*Directive:* Copy each line of the records below that contains the word "window".
_____
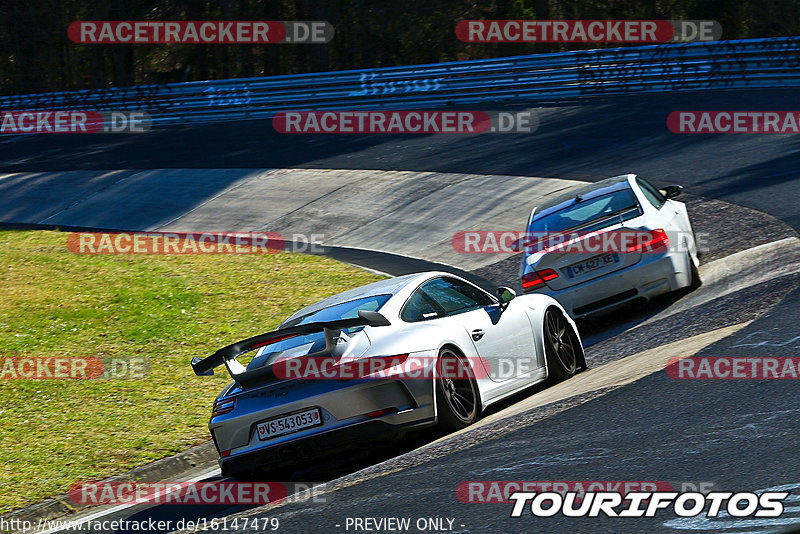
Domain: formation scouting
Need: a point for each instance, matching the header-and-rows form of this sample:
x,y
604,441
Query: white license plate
x,y
592,264
288,424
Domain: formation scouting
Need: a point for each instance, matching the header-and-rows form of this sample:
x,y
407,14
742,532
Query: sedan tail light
x,y
658,240
223,406
535,279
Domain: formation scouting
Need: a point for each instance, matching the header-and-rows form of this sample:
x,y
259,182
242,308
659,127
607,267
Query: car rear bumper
x,y
651,277
318,446
344,406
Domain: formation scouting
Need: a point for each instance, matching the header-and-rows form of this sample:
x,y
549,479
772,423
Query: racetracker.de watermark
x,y
200,31
405,122
734,368
769,122
207,493
587,31
622,241
65,121
192,243
72,368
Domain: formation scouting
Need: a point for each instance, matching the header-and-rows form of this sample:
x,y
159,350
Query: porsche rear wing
x,y
205,366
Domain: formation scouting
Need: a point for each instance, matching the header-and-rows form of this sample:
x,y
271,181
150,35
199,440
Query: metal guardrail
x,y
743,64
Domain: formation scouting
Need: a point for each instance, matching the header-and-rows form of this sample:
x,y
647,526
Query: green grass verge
x,y
165,309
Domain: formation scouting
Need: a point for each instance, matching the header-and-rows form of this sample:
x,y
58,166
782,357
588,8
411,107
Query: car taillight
x,y
378,413
222,406
536,279
657,240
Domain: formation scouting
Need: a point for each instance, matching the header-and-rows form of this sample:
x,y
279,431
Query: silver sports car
x,y
376,361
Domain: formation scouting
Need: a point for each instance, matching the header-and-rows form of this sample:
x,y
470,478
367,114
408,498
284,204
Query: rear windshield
x,y
315,342
590,214
343,310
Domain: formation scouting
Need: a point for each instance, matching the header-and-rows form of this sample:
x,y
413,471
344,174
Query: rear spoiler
x,y
205,366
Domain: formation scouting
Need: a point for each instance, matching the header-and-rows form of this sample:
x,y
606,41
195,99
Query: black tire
x,y
561,347
457,399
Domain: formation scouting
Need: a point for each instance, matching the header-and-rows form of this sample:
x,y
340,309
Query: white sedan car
x,y
601,245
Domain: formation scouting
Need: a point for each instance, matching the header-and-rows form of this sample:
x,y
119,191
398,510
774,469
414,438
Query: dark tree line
x,y
37,56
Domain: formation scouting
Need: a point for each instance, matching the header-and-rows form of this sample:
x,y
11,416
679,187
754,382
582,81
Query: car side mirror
x,y
505,295
672,191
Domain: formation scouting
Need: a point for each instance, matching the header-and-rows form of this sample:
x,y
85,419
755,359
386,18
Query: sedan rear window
x,y
619,205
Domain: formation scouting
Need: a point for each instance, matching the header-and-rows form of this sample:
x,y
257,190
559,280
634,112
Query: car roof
x,y
389,286
586,192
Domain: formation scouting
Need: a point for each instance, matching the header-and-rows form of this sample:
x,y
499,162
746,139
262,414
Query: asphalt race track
x,y
735,435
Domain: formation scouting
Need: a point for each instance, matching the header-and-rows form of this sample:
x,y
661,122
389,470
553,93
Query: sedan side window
x,y
419,308
651,193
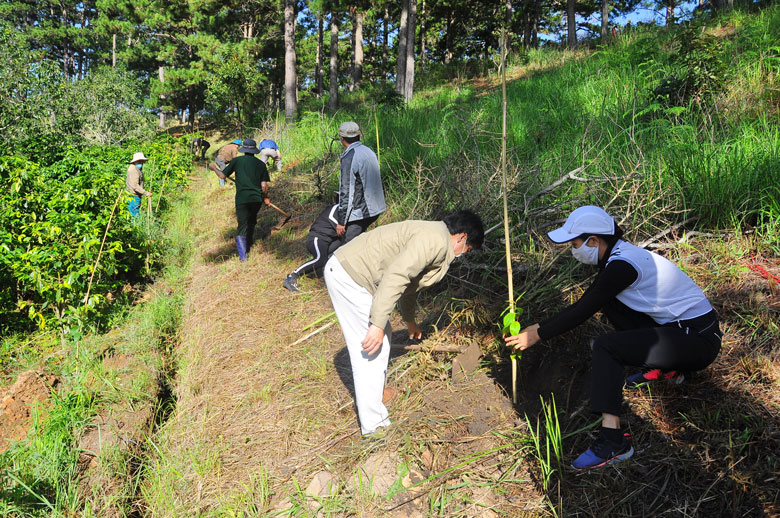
_____
*Correct output:*
Query: sedan rear window
Query: sedan side window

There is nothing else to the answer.